Text

====================

The Seller shall bear the risk of loss of all equipment, supplies, and/or services provided until delivered and accepted by the University in Kirksville, and the Seller shall also bear any risks for non-conforming equipment, supplies, and/or services after notice of revocation of acceptance.


The University assumes no liability or responsibility for equipment, supplies, and/or services charged to the University’s account without an official purchase order.


Standard payment arrangements are net 30 days unless otherwise stated on seller invoice.

  1. The University does not pay state or federal taxes unless otherwise required under law or regulation. Copies of the University’s state sales tax and use letter of exemption are available upon request. Prices shall include all packing, handling and shipping charges FOB destination, freight prepaid and allowed unless otherwise specified herein. Equipment, supplies and/or services may not be shipped under any other terms of delivery without the prior written consent of the University.
  2. The University will not be liable for any charges for drayage, packing, cartage, boxing, crating or storage in excess of the stated purchase price of the equipment, supplies, and/or services unless the University authorizes such charges in writing.
  3. The University’s financial management system has been designed to capture certain receipt and payment information. Therefore, each invoice submitted must reference the purchase order number and must be itemized in accordance with items listed on the purchase order. Failure to comply with this requirement may delay processing of invoices for payment. Invoices are to be mailed to the University’s Business Office and are not to be delivered to University employees.
  4. The Seller shall not transfer any interest in the purchase order, whether by assignmentor otherwise, without the prior written consent of the University.

====================

Source material
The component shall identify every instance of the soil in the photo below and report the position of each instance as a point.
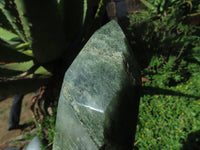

====================

Given task
Reproduce the purchase order terms in full, word for word. Rely on the purchase order terms alone, not on the data.

Complete response
The Seller shall bear the risk of loss of all equipment, supplies, and/or services provided until delivered and accepted by the University in Kirksville, and the Seller shall also bear any risks for non-conforming equipment, supplies, and/or services after notice of revocation of acceptance.


The University assumes no liability or responsibility for equipment, supplies, and/or services charged to the University’s account without an official purchase order.


Standard payment arrangements are net 30 days unless otherwise stated on seller invoice.

  1. The University does not pay state or federal taxes unless otherwise required under law or regulation. Copies of the University’s state sales tax and use letter of exemption are available upon request. Prices shall include all packing, handling and shipping charges FOB destination, freight prepaid and allowed unless otherwise specified herein. Equipment, supplies and/or services may not be shipped under any other terms of delivery without the prior written consent of the University.
  2. The University will not be liable for any charges for drayage, packing, cartage, boxing, crating or storage in excess of the stated purchase price of the equipment, supplies, and/or services unless the University authorizes such charges in writing.
  3. The University’s financial management system has been designed to capture certain receipt and payment information. Therefore, each invoice submitted must reference the purchase order number and must be itemized in accordance with items listed on the purchase order. Failure to comply with this requirement may delay processing of invoices for payment. Invoices are to be mailed to the University’s Business Office and are not to be delivered to University employees.
  4. The Seller shall not transfer any interest in the purchase order, whether by assignmentor otherwise, without the prior written consent of the University.